• **BRIEF**
Reproduce every one of the lines below verbatim, from first to last.
** BEGIN EXTRACTED DATA **
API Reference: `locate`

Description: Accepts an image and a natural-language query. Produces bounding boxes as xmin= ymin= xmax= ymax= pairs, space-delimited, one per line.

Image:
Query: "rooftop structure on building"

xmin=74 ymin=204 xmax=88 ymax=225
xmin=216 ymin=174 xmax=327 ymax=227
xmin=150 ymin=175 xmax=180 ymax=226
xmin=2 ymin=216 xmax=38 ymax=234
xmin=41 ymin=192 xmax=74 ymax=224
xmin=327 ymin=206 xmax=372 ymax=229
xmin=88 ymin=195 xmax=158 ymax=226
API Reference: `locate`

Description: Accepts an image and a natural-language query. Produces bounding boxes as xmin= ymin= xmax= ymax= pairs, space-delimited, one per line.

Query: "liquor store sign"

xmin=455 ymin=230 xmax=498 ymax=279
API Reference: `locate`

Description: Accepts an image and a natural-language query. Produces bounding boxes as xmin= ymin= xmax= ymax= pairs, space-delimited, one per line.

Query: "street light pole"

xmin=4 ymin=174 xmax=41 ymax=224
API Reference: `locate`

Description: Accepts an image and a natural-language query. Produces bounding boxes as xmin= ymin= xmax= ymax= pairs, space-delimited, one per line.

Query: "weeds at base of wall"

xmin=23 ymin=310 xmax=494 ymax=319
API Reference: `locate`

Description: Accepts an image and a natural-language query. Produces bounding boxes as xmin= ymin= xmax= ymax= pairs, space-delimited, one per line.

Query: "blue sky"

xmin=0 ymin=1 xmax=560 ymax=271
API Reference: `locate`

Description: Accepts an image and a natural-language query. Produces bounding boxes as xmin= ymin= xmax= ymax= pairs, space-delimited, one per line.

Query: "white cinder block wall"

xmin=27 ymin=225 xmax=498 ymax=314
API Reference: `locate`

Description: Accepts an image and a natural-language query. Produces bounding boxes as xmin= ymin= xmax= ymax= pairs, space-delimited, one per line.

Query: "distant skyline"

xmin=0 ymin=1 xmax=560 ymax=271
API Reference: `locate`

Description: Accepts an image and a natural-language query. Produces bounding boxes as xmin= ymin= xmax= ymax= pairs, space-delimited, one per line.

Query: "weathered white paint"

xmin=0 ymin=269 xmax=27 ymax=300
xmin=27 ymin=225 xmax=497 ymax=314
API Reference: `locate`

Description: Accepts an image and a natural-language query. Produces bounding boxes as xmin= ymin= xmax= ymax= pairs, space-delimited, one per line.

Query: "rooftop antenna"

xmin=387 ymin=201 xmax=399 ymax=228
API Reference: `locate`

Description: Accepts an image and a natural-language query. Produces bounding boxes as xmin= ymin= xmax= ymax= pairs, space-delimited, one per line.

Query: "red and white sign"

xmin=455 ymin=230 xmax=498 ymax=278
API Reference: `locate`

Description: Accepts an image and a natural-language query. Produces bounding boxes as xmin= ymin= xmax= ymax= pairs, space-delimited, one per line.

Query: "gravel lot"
** END EXTRACTED DATA **
• **ANSWER TO THE EXERCISE**
API Reference: `locate`

Description: Accepts an image and a natural-language query. Produces bounding boxes as xmin= ymin= xmax= ymax= pairs, space-delimited, one per line.

Image:
Query: "rooftop structure on building"

xmin=74 ymin=204 xmax=88 ymax=225
xmin=216 ymin=174 xmax=327 ymax=227
xmin=150 ymin=175 xmax=180 ymax=226
xmin=2 ymin=216 xmax=38 ymax=234
xmin=41 ymin=192 xmax=74 ymax=224
xmin=327 ymin=206 xmax=372 ymax=229
xmin=88 ymin=195 xmax=158 ymax=226
API Reference: `locate`

Description: Accepts an image and a natural-language query. Produces bounding boxes as xmin= ymin= xmax= ymax= pairs, space-delimited, one per line.

Query: "liquor store sign"

xmin=455 ymin=230 xmax=498 ymax=279
API Reference: `locate`

Description: Accepts an image and a natural-language query. Produces bounding boxes as xmin= ymin= xmax= ymax= pairs, space-delimited, one per line.

Query: "street light pole"

xmin=4 ymin=174 xmax=41 ymax=224
API Reference: `locate`

Description: Accepts an image and a natural-language query. Produces bounding boxes as xmin= ymin= xmax= ymax= pairs, space-delimited, one per line.

Query: "weeds at base of wall"

xmin=23 ymin=310 xmax=494 ymax=319
API Reference: `locate`

Description: Accepts an image and a natural-language query. Produces bounding boxes as xmin= ymin= xmax= ymax= pairs, space-delimited, one per line.

Query: "blue sky"

xmin=0 ymin=1 xmax=560 ymax=271
API Reference: `locate`

Description: Accepts an image and a natural-language query. Produces bounding boxes as xmin= ymin= xmax= ymax= pairs, space-delimited, one per line.

Query: "white cinder block wall"

xmin=27 ymin=225 xmax=498 ymax=314
API Reference: `locate`

Description: Accepts an image and a natural-language query. Produces bounding boxes as xmin= ymin= xmax= ymax= pairs, space-delimited, one per line.

Query: "distant skyline"

xmin=0 ymin=1 xmax=560 ymax=271
API Reference: `locate`

Description: Accepts an image and a natural-language query. Produces bounding boxes as xmin= ymin= xmax= ymax= pairs, space-delimited, one per line.

Query: "weathered white paint"

xmin=0 ymin=269 xmax=27 ymax=300
xmin=27 ymin=225 xmax=497 ymax=314
API Reference: `locate`

Description: Accepts an image and a natural-language query. Produces bounding boxes as xmin= ymin= xmax= ymax= pairs, space-delimited, one per line.

Query: "rooftop antenna"

xmin=387 ymin=201 xmax=399 ymax=228
API Reference: `locate`

Description: Accepts an image and a natural-language query. Produces bounding boxes as xmin= ymin= xmax= ymax= pairs, space-delimited, one per line.

Query: "red and white sign"

xmin=455 ymin=230 xmax=498 ymax=278
API Reference: `locate`

Description: Accepts an image and a natural-language query. Produces bounding boxes as xmin= ymin= xmax= ymax= pairs, space-delimited, one per line.

Query: "gravel lot"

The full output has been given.